Task objective: Could you report every line of the listing below that holds the word "fixture"?

Given records:
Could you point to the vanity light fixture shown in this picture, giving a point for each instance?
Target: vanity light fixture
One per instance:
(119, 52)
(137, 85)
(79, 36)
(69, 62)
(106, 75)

Exercise solution:
Could you point to the vanity light fixture shown in this picture, giving a point for each instance?
Target: vanity light fixture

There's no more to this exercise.